Task item: Lay out the data from its opening line through the line that contains "positive clicks: (609, 125)" as a numbered list, leaving out any blank lines.

☆ ☆ ☆ ☆

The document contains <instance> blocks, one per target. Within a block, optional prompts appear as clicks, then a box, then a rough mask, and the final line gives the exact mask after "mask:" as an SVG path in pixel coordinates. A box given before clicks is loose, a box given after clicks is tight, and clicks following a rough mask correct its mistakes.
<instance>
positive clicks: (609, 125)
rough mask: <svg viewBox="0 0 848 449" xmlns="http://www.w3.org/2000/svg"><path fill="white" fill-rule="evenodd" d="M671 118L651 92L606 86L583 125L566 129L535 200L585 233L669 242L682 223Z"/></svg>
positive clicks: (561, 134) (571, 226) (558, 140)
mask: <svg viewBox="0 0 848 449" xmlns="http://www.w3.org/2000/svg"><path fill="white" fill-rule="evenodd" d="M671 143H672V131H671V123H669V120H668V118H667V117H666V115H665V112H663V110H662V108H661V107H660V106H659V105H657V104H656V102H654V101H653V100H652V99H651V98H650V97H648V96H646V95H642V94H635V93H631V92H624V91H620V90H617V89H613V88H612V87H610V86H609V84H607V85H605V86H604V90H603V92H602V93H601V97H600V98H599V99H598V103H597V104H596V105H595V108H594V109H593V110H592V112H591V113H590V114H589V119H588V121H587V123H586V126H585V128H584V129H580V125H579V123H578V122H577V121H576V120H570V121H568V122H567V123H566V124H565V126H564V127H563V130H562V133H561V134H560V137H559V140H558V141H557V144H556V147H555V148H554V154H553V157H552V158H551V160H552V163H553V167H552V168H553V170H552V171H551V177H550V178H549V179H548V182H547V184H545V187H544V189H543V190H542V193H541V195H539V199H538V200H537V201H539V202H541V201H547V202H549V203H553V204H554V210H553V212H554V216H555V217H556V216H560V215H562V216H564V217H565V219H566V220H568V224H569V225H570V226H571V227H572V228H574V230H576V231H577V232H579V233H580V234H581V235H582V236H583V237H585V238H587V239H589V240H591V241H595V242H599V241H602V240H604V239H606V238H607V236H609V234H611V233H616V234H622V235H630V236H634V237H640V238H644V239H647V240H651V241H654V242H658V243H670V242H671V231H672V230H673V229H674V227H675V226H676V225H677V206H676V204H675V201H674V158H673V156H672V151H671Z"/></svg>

☆ ☆ ☆ ☆

Solved problem:
1. The document contains <instance> blocks, one per target. Within a block, optional prompts appear as clicks, then a box, then a rough mask, and the final line gives the exact mask after "mask:" as an SVG path in pixel coordinates. A box given before clicks is loose, a box given after clicks is tight, and clicks following a rough mask correct its mistakes.
2. <instance>
3. positive clicks: (609, 125)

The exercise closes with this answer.